- _Exercise aim_
Task for the records below: copy exactly from the first line on, stopping once the line with "A single point marks each instance of the metal" is copied, and leave out the pictures.

Data for processing Block Start

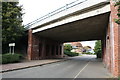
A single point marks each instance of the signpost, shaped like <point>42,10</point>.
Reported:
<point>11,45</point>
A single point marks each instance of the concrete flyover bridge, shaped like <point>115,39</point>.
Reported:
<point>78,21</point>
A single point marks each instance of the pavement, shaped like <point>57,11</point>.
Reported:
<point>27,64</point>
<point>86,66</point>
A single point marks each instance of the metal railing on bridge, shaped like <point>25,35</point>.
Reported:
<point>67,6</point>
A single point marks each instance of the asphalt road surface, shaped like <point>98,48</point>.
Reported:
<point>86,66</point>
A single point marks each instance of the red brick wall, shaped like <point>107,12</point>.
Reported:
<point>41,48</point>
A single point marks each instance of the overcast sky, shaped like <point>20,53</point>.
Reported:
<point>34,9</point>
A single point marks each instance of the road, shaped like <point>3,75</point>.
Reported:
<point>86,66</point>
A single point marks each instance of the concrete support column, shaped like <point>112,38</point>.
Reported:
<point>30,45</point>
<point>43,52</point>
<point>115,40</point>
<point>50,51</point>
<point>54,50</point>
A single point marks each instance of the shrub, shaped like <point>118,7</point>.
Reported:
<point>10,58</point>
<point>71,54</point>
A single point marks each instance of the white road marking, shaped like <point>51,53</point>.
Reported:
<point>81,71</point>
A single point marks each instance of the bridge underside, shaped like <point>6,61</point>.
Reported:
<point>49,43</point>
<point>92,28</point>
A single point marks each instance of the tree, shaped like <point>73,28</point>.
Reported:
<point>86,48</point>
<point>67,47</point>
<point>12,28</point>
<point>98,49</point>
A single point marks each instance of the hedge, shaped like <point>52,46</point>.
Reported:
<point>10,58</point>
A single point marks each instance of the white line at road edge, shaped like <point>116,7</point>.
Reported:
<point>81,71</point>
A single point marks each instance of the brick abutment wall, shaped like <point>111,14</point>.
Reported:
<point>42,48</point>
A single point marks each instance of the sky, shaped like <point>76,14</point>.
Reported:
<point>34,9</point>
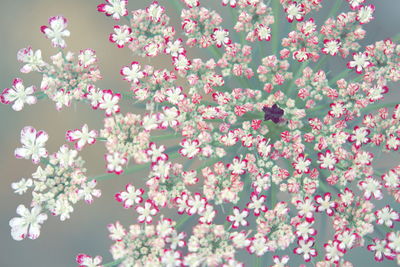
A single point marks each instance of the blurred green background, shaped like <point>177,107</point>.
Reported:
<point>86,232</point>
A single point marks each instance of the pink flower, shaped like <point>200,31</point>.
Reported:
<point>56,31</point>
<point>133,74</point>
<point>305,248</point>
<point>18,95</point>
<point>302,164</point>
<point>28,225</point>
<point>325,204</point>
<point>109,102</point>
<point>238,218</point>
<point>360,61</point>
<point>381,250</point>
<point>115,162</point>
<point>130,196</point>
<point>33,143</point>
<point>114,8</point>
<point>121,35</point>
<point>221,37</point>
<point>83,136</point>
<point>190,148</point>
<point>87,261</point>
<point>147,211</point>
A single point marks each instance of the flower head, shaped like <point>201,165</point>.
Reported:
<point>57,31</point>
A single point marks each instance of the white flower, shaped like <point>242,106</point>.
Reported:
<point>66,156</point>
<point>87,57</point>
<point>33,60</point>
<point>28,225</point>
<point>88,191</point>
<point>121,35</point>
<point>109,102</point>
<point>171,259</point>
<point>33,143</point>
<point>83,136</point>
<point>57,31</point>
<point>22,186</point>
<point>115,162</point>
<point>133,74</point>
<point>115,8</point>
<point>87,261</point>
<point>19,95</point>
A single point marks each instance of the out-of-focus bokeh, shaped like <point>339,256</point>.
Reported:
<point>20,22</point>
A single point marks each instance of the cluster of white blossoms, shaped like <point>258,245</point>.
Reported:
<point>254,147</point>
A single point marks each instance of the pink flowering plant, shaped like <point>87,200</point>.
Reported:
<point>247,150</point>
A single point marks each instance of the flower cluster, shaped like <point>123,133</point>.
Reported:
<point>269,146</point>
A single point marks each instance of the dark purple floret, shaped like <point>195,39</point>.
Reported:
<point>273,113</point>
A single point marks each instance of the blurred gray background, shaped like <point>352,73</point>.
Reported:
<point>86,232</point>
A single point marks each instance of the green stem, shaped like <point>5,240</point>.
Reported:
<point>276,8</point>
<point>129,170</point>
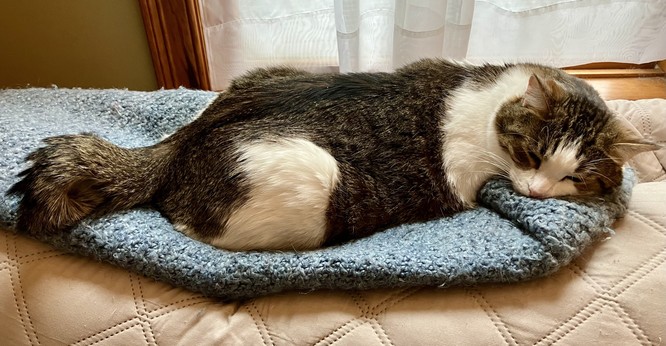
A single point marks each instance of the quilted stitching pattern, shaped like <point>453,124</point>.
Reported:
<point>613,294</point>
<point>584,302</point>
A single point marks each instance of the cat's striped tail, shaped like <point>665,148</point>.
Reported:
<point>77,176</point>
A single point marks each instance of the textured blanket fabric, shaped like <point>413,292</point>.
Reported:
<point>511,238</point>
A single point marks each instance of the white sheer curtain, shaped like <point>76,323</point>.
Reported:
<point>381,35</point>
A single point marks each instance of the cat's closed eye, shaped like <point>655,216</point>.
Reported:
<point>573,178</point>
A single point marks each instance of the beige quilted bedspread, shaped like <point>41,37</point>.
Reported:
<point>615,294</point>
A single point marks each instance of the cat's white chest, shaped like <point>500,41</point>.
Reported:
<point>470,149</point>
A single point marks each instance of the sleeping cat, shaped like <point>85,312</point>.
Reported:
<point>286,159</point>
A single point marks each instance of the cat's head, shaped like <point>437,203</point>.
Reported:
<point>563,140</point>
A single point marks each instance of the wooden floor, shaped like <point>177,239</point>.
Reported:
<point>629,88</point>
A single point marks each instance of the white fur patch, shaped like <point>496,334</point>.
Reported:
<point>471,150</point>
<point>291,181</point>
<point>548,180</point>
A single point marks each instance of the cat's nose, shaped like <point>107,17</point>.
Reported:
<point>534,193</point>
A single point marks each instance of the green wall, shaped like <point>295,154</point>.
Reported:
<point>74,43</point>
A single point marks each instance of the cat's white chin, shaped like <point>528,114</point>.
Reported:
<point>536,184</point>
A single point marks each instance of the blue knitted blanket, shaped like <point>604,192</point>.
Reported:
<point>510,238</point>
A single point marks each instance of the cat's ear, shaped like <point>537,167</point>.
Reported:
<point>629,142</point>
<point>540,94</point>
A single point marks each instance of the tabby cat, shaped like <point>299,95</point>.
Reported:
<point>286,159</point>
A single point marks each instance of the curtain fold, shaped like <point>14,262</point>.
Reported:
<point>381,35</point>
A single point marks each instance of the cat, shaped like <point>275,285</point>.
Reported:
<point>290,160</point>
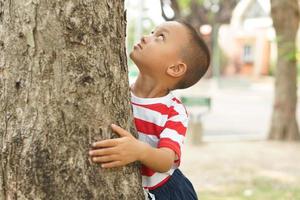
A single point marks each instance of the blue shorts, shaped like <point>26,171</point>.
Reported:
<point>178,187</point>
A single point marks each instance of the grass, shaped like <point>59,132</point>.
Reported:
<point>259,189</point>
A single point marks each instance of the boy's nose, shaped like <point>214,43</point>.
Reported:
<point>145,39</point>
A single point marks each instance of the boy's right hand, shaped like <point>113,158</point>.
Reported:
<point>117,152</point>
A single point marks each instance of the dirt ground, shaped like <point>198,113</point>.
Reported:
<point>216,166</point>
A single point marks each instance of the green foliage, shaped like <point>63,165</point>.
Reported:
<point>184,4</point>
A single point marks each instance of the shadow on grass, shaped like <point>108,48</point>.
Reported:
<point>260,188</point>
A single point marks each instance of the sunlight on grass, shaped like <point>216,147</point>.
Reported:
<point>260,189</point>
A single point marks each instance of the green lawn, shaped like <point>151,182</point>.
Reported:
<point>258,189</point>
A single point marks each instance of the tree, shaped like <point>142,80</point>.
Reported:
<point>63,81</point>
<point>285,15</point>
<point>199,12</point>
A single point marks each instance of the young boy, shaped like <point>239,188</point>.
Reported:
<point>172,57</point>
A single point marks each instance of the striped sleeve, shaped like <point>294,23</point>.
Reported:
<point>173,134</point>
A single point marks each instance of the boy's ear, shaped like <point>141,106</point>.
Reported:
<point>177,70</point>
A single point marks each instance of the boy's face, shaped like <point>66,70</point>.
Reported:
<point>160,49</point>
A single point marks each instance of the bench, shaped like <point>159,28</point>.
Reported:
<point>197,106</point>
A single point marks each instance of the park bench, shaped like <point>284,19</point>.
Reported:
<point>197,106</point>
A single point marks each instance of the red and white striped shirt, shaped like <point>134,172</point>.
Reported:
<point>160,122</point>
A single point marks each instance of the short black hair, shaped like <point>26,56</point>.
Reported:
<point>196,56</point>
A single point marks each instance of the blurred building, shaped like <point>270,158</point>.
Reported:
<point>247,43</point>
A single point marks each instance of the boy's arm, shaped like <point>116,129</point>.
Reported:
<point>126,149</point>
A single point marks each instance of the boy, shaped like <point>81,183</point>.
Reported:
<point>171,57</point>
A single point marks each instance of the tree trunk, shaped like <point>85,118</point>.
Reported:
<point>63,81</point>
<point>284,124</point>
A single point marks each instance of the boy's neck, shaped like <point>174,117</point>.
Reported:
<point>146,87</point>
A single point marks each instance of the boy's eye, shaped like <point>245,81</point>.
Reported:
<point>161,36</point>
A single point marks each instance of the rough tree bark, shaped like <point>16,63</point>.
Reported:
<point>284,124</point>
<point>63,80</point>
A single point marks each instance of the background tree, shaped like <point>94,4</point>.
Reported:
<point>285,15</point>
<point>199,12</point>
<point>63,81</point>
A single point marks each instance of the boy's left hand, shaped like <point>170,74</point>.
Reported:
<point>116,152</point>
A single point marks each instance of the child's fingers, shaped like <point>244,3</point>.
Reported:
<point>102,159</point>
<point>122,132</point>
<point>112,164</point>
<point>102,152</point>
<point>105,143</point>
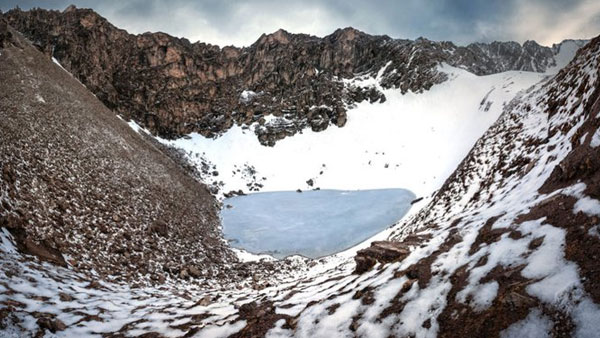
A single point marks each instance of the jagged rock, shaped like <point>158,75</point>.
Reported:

Data for processing Block End

- _Exercise solution_
A single point marks each instance of the signpost, shaped like <point>42,10</point>.
Reported:
<point>11,45</point>
A single point marks each instance of the concrete flyover bridge, shaped like <point>115,39</point>.
Reported:
<point>78,21</point>
A single point marks each instance of the pavement, shaped like <point>57,11</point>.
Reported:
<point>27,64</point>
<point>86,66</point>
A single point marks each instance of the metal railing on bridge, shaped like <point>25,35</point>.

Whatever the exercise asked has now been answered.